* [Action item]:
Answer these questions from the text on Detect Fusion Genes from DNA below, one line each:
(a) What does the tool take as input?
(b) Which sequence track should be provided as the reference sequence?
(c) Which detected fusions are kept when the gene filter action is set to Include?
====== Selected excerpt
Running Detect Fusion Genes from DNA
To run the tool, go to:
Tools | Resequencing Analysis (
) |
Variant Detection (
) | Detect Fusion Genes from DNA (
)
The tool takes as input a reads track (
) containing mapped DNA reads.
Selecting references
The following options can be configured in the References dialog (figure 31.53):
- Reference sequence. A sequence track (
) with the reference genome.
The same track as used when mapping the DNA reads should be provided.
- Gene track. An annotation track (
) with the gene annotations.
- mRNA track. An optional annotation track (
) with the transcript annotations.
- CDS track. An optional annotation track (
) with the coding sequence annotations.
Optional annotation tracks do not impact fusion detection, but when provided, they add additional information to the outputs.
Figure 31.53: Reference tracks for Detect Fusion Genes from DNA
Detecting fusions
Fusion genes are detected by:
- Identifying unaligned ends from the input reads track.
- Mapping the unaligned ends to the reference genome.
- Determining potential fusions using the mapped unaligned ends, where each fusion is defined by breakpoint pairs connecting a 5' gene and a 3' gene.
See Fusion detection for details.
The following options can be configured in the Detect dialog (figure 31.54):
- Minimum length of unaligned ends. Only unaligned ends longer than this are used to detect fusions.
- Merge breakpoints within distance. Pairs of breakpoints of a fusion gene that are within this distance of each other are considered part of the same fusion event and are merged into a single breakpoint pair.
- Gene filter action. How detected fusions should be filtered based on the 5' and 3' genes. The following filter actions are available:
- None. Detected fusions are not filtered.
- Exclude. Detected fusions with a 5' or 3' gene in the provided track or list are removed. This can be useful for removing unwanted fusions.
- Include. Only detected fusions with a 5' or 3' gene in the provided track or list are kept. This can be useful for restricting fusion detection to only genes of interest.
============
====== Excerpted data
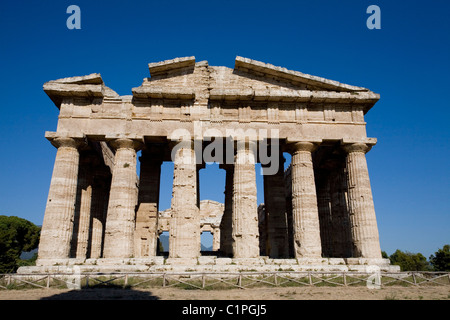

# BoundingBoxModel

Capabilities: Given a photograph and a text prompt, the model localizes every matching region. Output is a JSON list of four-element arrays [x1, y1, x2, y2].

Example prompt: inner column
[[135, 146, 162, 257], [232, 141, 259, 258], [264, 153, 289, 258], [291, 142, 322, 258], [104, 139, 139, 258], [169, 141, 200, 258]]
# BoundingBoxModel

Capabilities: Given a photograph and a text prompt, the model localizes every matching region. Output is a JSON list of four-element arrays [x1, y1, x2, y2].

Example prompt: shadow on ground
[[41, 286, 159, 300]]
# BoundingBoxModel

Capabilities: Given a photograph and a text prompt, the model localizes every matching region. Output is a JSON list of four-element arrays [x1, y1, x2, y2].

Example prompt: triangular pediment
[[234, 56, 369, 92]]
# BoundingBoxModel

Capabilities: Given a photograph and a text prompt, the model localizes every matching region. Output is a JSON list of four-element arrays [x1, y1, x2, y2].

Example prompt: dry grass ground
[[0, 286, 450, 300]]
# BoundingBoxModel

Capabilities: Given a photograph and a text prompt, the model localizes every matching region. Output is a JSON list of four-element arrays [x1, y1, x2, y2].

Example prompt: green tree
[[430, 244, 450, 271], [389, 249, 430, 271], [0, 215, 40, 273]]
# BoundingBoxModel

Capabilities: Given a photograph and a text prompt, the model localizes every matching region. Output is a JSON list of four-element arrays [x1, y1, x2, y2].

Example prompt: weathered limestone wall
[[32, 57, 390, 272], [169, 141, 200, 258], [232, 141, 259, 258], [103, 139, 139, 258], [291, 142, 322, 258], [345, 143, 381, 259], [38, 138, 80, 259]]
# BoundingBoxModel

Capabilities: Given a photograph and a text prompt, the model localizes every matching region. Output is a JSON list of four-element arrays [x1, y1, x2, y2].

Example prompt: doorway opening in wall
[[200, 231, 215, 256], [157, 231, 169, 257]]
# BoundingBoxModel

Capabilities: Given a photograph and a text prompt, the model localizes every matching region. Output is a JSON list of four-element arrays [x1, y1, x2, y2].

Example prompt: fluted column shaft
[[232, 141, 259, 258], [38, 138, 80, 259], [291, 142, 322, 258], [264, 155, 289, 258], [104, 139, 138, 258], [89, 168, 111, 258], [344, 143, 381, 259], [73, 155, 93, 259], [220, 165, 234, 257], [135, 151, 162, 257], [169, 141, 200, 258]]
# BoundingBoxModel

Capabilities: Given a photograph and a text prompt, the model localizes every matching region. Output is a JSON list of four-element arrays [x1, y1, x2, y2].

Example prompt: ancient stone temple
[[22, 57, 400, 271]]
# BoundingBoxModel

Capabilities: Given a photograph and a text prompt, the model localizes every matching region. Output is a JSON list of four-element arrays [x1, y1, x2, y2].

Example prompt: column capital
[[109, 138, 144, 151], [50, 137, 86, 149], [342, 142, 372, 153], [287, 141, 319, 153]]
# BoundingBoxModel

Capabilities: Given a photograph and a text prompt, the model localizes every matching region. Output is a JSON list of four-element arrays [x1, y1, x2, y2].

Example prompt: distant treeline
[[382, 244, 450, 271]]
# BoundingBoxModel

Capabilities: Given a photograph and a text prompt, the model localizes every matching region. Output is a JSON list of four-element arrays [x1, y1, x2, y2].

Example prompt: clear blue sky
[[0, 0, 450, 258]]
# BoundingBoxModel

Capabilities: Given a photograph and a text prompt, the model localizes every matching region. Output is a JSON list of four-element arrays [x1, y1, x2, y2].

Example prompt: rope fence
[[0, 271, 450, 290]]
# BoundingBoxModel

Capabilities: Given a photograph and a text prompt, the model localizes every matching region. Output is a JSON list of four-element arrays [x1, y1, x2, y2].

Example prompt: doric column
[[135, 149, 162, 257], [89, 166, 111, 258], [291, 142, 322, 258], [232, 141, 259, 258], [220, 164, 234, 257], [169, 141, 200, 258], [344, 143, 381, 259], [72, 153, 94, 259], [330, 168, 352, 258], [38, 138, 80, 259], [104, 139, 140, 258], [264, 153, 289, 258], [316, 169, 335, 257]]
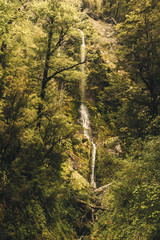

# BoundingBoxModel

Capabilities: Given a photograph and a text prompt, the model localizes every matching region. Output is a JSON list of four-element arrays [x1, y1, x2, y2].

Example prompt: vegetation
[[0, 0, 160, 240]]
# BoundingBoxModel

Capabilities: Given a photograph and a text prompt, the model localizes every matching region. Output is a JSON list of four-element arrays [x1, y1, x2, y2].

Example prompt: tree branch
[[47, 60, 86, 82], [94, 183, 113, 193]]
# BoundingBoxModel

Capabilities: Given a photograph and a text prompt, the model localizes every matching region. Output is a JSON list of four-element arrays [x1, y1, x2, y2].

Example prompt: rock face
[[89, 17, 117, 68]]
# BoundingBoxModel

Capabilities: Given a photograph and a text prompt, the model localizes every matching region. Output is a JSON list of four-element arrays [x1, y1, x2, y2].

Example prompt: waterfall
[[78, 29, 96, 188]]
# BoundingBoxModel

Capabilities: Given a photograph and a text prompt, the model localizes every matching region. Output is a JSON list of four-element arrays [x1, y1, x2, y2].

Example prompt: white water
[[78, 29, 96, 188]]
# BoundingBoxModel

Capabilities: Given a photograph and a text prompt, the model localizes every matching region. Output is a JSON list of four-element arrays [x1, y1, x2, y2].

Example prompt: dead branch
[[94, 183, 113, 193]]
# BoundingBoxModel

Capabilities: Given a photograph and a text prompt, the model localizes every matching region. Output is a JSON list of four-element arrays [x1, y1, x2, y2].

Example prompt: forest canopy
[[0, 0, 160, 240]]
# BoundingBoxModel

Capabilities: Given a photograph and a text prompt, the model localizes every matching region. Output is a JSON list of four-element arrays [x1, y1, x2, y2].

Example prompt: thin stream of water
[[78, 29, 96, 188]]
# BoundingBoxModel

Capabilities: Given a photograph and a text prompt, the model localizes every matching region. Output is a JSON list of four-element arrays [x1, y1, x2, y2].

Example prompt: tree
[[117, 0, 160, 117]]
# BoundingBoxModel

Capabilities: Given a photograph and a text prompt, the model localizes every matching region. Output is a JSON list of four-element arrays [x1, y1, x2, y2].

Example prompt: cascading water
[[78, 29, 96, 188]]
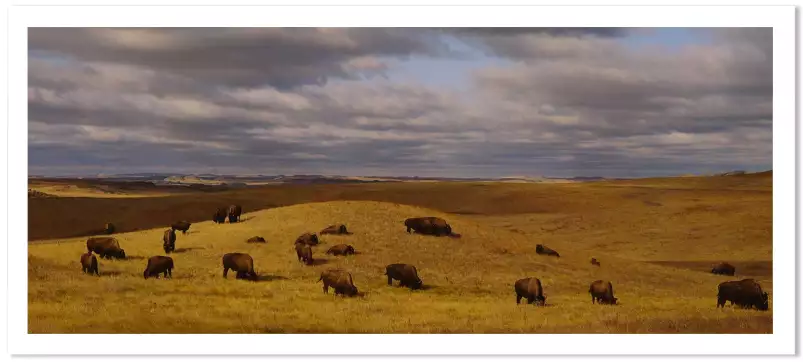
============
* [Finished exercise]:
(a) A reads track containing mapped DNA reads.
(b) The same track that was used when mapping the DNA reads.
(c) Only detected fusions with a 5' or 3' gene in the provided track or list.